_YOUR INSTRUCTIONS:_ Reproduce the rows below with "free-text" swapped for "plain-text", changing nothing else and leaving out the pictures.

_GIVEN RECORDS:_
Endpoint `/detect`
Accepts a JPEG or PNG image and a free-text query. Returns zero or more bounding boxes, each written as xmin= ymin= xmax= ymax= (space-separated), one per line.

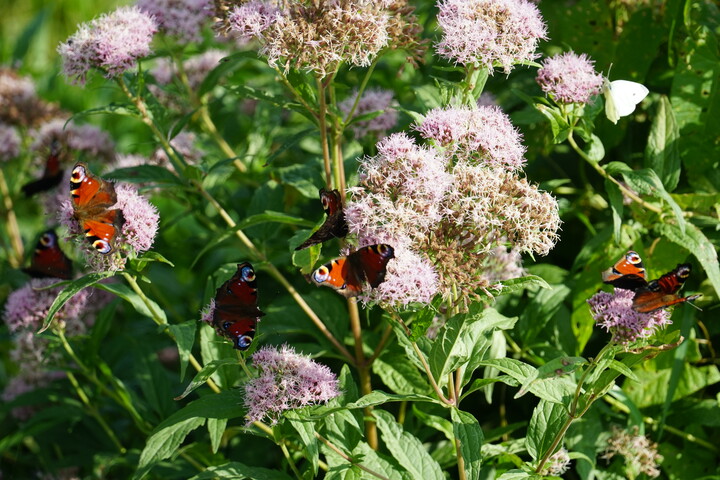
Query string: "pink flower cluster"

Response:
xmin=587 ymin=288 xmax=672 ymax=345
xmin=535 ymin=52 xmax=603 ymax=104
xmin=338 ymin=88 xmax=397 ymax=139
xmin=244 ymin=345 xmax=340 ymax=424
xmin=137 ymin=0 xmax=214 ymax=44
xmin=436 ymin=0 xmax=546 ymax=74
xmin=58 ymin=7 xmax=157 ymax=84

_TASK ANSWER:_
Endpoint `/detect`
Accepts a JPEG or PNG image and a plain-text query. Returns zero or more bounding boxes, each written as xmin= ymin= xmax= ymax= (space-separated), one per line.

Query string: "pink flower cluster"

Response:
xmin=587 ymin=288 xmax=672 ymax=345
xmin=535 ymin=52 xmax=603 ymax=104
xmin=338 ymin=88 xmax=397 ymax=139
xmin=244 ymin=345 xmax=340 ymax=424
xmin=137 ymin=0 xmax=214 ymax=44
xmin=436 ymin=0 xmax=546 ymax=74
xmin=58 ymin=7 xmax=157 ymax=84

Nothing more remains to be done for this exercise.